(Document section begins)
The Iranian foreign ministry also underlined the country’s support for continued talks among Afghan groups, saying that Iran will not tolerate insecurity and unrest in Afghanistan. “We carefully control and monitor the situation at the borders. Afghanistan’s security is our security and the unrest in Afghanistan will not be tolerated by Iran,” Foreign Ministry Spokesman Saeed Khatibzadeh told reporters in a press conference in Tehran on Monday. “We are actively in touch with Afghan groups. We are ready to continue this job [holding meeting] again. We welcome and support any initiative in this direction,” Khatibzadeh said. “Only a comprehensive and mutually beneficial dialogue can help achieve peace in Afghanistan,” he added.
In fact, due to the rising violence, even the diplomatic missions to the Islamic Republic of Afghanistan of Australia, Canada, the Czech Republic, Denmark, EU delegation, Finland, France, Germany, Italy, Japan, Korea, the Netherlands, the Office of the NATO Senior Civilian Representative, Spain, Sweden, the UK and the US have called for an urgent end to the Taliban’s ongoing military offensive, which according to them, thwarts efforts to arrive at a negotiated solution to the conflict and harms and displaced the civilian population.
(Document section ends)
**Required actions**
- a) Reproduce part of the text on Iran and Afghanistan word for word, beginning at the words "In fact, due" and stopping after "the civilian population.".
- b) Decide whether each statement below agrees with the text on Iran and Afghanistan, answering yes or no and quoting the deciding words of the text: (i) Khatibzadeh spoke to reporters at a press conference in Tehran on Monday; (ii) Iran said it had stopped being in contact with Afghan groups; (iii) the diplomatic missions called for an urgent end to the Taliban's military offensive.
(Material provided begins)
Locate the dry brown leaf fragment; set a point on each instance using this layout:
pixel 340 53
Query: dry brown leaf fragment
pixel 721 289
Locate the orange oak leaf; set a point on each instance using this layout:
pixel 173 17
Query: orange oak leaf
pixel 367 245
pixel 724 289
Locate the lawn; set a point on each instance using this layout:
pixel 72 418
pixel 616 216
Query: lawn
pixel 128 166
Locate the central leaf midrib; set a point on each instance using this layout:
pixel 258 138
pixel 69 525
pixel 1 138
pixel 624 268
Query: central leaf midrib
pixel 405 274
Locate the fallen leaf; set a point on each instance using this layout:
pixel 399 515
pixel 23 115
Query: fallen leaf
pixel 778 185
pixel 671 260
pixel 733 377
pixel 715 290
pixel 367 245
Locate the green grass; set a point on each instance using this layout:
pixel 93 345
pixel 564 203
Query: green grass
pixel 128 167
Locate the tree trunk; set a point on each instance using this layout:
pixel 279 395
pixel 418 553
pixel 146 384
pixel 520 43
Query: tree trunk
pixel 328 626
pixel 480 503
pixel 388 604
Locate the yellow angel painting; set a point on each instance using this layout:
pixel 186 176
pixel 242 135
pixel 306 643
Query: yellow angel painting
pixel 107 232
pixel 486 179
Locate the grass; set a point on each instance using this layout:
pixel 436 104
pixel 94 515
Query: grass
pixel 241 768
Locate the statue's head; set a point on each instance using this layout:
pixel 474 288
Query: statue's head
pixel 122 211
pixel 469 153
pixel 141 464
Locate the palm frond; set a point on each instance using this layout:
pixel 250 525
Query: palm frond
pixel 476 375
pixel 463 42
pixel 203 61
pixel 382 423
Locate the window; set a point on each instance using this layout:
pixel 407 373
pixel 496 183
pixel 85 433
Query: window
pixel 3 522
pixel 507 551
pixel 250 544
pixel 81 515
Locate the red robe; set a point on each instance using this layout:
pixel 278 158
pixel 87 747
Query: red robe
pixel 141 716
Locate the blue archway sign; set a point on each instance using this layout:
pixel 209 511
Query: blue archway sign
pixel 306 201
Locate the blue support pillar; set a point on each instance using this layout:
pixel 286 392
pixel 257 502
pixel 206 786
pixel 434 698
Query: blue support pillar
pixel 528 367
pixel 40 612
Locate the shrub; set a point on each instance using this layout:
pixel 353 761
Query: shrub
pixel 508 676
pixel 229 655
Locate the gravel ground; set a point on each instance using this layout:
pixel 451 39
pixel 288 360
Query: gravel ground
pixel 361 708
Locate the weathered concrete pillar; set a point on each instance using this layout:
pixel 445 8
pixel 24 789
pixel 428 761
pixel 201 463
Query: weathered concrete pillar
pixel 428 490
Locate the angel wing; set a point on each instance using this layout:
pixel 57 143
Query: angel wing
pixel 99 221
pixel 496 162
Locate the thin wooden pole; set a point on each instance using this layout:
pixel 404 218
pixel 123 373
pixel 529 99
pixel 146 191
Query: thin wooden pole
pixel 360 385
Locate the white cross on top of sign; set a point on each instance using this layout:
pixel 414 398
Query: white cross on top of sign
(Material provided ends)
**Numbered answers**
- a)
In fact, due to the rising violence, even the diplomatic missions to the Islamic Republic of Afghanistan of Australia, Canada, the Czech Republic, Denmark, EU delegation, Finland, France, Germany, Italy, Japan, Korea, the Netherlands, the Office of the NATO Senior Civilian Representative, Spain, Sweden, the UK and the US have called for an urgent end to the Taliban’s ongoing military offensive, which according to them, thwarts efforts to arrive at a negotiated solution to the conflict and harms and displaced the civilian population.

- b)
(i) Yes: "told reporters in a press conference in Tehran on Monday"
(ii) No: "We are actively in touch with Afghan groups."
(iii) Yes: "have called for an urgent end to the Taliban’s ongoing military offensive"